# DATA SHOWN:
-=-=-=-=-
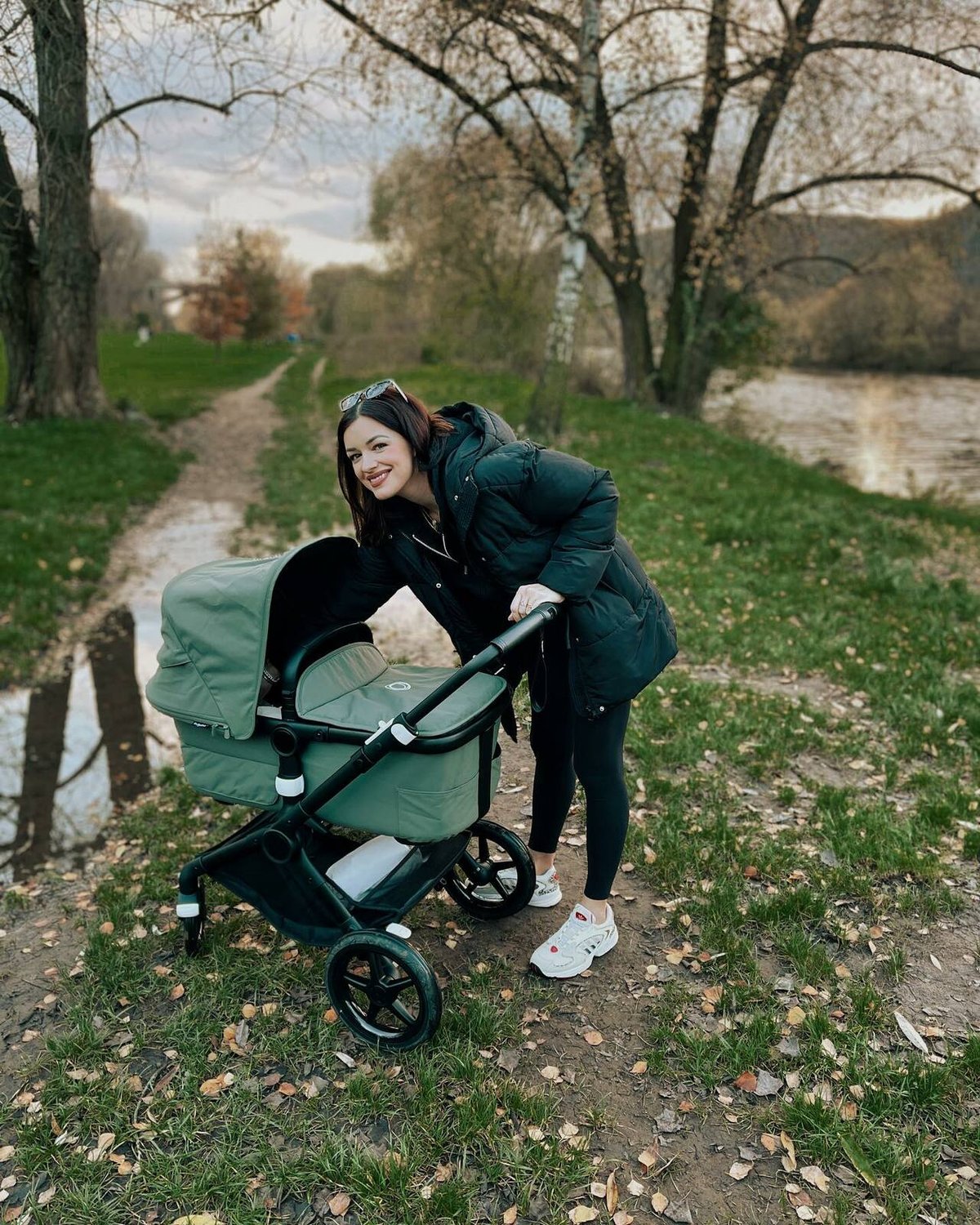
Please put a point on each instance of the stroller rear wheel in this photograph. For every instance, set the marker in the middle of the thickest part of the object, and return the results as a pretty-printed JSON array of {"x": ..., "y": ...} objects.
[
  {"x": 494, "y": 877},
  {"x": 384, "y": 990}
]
-=-=-=-=-
# WHAT TO PRODUCE:
Pictures stay out of the answer; the rest of the listing above is returned exactly.

# OUTPUT BELOW:
Please put a point on each instance of the stroller rear wheel in this photograph. For every instance, set the marker in the middle of the thickest part of the object, and return the results as a pretty-printed JSON array of {"x": ..., "y": ...} objects.
[
  {"x": 494, "y": 877},
  {"x": 384, "y": 990}
]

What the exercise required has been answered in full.